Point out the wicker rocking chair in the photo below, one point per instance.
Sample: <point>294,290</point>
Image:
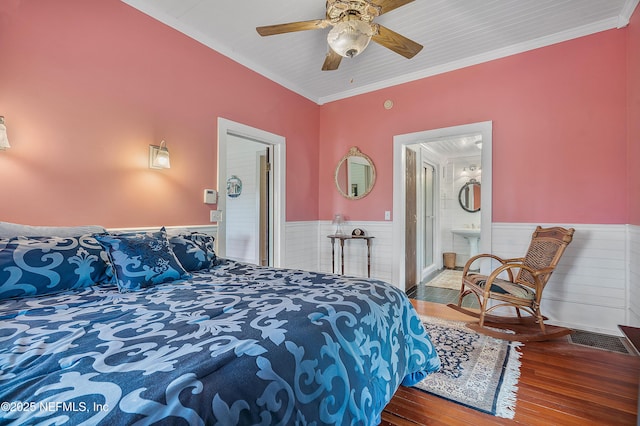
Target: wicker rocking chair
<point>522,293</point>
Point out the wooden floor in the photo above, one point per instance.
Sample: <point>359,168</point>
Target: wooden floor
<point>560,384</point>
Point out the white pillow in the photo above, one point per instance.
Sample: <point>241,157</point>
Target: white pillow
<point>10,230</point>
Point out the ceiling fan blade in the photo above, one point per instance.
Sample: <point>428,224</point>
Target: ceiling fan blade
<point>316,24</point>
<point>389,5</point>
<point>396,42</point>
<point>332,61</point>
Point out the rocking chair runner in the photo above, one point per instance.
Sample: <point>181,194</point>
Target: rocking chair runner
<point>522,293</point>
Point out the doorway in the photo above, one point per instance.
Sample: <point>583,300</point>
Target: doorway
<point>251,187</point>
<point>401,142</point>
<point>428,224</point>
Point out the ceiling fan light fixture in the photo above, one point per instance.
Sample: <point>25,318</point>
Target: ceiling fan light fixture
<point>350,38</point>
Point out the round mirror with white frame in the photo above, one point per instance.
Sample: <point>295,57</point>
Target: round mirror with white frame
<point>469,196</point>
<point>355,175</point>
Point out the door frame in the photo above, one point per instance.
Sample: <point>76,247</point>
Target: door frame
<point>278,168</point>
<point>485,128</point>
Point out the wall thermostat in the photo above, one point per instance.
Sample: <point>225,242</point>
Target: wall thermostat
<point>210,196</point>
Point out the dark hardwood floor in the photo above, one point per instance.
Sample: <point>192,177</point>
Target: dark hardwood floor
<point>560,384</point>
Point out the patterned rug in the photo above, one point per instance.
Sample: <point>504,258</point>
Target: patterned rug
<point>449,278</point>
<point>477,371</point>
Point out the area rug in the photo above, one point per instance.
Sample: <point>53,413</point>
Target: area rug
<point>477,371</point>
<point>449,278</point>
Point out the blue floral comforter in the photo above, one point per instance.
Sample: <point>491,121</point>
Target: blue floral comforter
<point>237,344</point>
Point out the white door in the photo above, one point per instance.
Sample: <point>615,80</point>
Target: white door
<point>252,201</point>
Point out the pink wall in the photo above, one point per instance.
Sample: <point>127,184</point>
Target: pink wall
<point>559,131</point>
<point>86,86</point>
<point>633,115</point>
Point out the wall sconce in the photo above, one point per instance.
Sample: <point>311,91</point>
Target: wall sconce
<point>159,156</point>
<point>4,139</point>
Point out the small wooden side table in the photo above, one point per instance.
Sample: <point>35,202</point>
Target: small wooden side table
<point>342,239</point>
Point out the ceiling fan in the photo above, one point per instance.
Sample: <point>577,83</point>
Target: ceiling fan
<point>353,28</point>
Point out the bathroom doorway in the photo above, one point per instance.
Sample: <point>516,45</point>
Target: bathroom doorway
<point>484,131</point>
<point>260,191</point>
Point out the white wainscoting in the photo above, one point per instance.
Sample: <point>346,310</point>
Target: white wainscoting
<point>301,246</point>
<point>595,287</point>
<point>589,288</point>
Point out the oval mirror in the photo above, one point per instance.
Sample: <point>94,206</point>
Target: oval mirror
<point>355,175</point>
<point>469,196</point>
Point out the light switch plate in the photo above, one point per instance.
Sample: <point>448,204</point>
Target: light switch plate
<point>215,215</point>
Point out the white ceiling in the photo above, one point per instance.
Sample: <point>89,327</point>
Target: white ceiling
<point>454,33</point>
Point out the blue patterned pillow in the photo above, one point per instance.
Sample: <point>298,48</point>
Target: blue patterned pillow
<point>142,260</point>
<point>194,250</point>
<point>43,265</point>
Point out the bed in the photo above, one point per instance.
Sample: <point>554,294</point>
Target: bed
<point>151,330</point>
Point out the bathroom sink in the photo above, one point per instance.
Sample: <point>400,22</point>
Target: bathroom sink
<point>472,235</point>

--- --- ---

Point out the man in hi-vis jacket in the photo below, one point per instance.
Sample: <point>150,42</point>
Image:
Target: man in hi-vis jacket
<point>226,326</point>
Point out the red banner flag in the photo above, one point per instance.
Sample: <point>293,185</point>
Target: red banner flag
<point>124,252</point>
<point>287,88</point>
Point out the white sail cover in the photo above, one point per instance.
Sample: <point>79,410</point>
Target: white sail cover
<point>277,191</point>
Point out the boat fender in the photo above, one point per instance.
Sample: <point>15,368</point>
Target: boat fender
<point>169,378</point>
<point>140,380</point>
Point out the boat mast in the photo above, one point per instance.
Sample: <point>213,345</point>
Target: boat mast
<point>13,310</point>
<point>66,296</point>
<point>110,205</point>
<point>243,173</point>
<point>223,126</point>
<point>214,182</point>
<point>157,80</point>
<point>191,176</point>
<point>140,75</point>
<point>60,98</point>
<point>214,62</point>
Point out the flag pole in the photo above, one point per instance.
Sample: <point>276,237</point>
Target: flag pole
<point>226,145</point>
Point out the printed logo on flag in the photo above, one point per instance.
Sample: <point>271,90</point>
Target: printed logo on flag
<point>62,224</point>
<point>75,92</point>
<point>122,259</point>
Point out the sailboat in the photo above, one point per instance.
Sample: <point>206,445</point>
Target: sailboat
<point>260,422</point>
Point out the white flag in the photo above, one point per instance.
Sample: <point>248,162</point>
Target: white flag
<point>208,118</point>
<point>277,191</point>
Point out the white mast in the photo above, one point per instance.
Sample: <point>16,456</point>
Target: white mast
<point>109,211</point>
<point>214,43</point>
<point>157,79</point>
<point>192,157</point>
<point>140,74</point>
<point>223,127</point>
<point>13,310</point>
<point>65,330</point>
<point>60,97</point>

--- --- ---

WHAT THE TASK ASKS:
Word for word, restate the lines of the data above that fall between the line holding "Sample: <point>359,168</point>" and the line holding "Sample: <point>428,224</point>", inclusive, and no other lines.

FINISHED TASK:
Sample: <point>359,168</point>
Target: wooden floor
<point>560,384</point>
Point out the white pillow in the photo above, one point per instance.
Sample: <point>241,157</point>
Target: white pillow
<point>10,230</point>
Point out the ceiling fan blade in the photo above, one point per instance.
Sample: <point>428,224</point>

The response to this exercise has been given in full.